+++ MATERIAL PROVIDED +++
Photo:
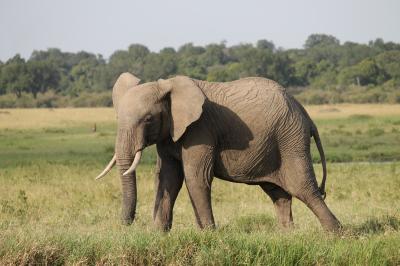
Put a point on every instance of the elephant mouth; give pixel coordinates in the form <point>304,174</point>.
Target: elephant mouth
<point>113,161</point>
+++
+++ MATERIAL PROVIDED +++
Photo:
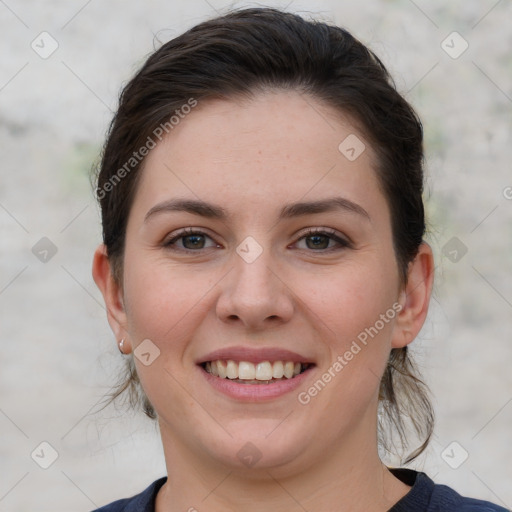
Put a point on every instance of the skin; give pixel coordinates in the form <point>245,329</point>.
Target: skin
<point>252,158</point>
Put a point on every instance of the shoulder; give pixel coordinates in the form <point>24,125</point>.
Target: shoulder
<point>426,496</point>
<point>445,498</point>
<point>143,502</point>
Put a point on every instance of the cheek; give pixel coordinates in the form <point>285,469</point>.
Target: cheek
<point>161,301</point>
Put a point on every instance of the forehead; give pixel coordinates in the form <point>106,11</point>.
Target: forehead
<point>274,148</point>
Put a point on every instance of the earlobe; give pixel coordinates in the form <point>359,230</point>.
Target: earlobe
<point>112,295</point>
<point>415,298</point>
+++
+++ MATERIAL PROVIDED +++
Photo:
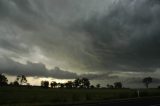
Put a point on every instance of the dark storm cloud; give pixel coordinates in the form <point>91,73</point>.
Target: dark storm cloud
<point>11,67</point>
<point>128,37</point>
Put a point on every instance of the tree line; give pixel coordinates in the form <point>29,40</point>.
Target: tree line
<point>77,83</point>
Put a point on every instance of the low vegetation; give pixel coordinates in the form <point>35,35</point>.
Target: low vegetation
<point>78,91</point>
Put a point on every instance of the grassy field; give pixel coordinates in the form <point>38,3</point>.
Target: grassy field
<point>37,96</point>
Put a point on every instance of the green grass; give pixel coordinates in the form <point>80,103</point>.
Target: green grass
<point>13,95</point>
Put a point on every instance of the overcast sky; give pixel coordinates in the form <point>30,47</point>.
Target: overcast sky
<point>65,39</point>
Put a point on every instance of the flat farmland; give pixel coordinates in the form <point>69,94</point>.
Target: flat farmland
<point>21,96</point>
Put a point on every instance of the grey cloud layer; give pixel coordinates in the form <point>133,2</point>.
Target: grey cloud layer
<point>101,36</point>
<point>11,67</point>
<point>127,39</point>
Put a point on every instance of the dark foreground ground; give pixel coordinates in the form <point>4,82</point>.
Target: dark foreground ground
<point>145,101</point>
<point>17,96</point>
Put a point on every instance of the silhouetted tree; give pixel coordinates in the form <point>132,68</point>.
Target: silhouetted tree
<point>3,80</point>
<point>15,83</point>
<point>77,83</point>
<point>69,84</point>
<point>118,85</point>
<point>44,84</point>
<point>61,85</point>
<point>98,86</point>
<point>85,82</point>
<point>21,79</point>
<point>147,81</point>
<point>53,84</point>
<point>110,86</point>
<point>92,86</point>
+++
=== THE PROBLEM ===
Convert the portion of the records that begins with the line containing "Put a point on every instance of the cheek;" and ends with the line containing "<point>415,298</point>" into a Markdown table with the columns Row and Line. Include both of those lines, give each line its own numbered row, and leave out any blank lines.

=== SOLUTION TO THIS PROBLEM ===
| Row | Line |
|---|---|
| 1 | Put a point on every instance of the cheek; give pixel coordinates in the form <point>285,469</point>. |
| 2 | Target: cheek |
| 3 | <point>161,301</point> |
| 4 | Put a point on every instance of the forehead; give pixel coordinates in the form <point>106,11</point>. |
| 5 | Target: forehead |
| 6 | <point>274,148</point> |
| 7 | Put a point on every instance of the earlobe; give pixel coordinates in the form <point>359,230</point>. |
| 8 | Target: earlobe |
| 9 | <point>112,295</point> |
| 10 | <point>415,298</point> |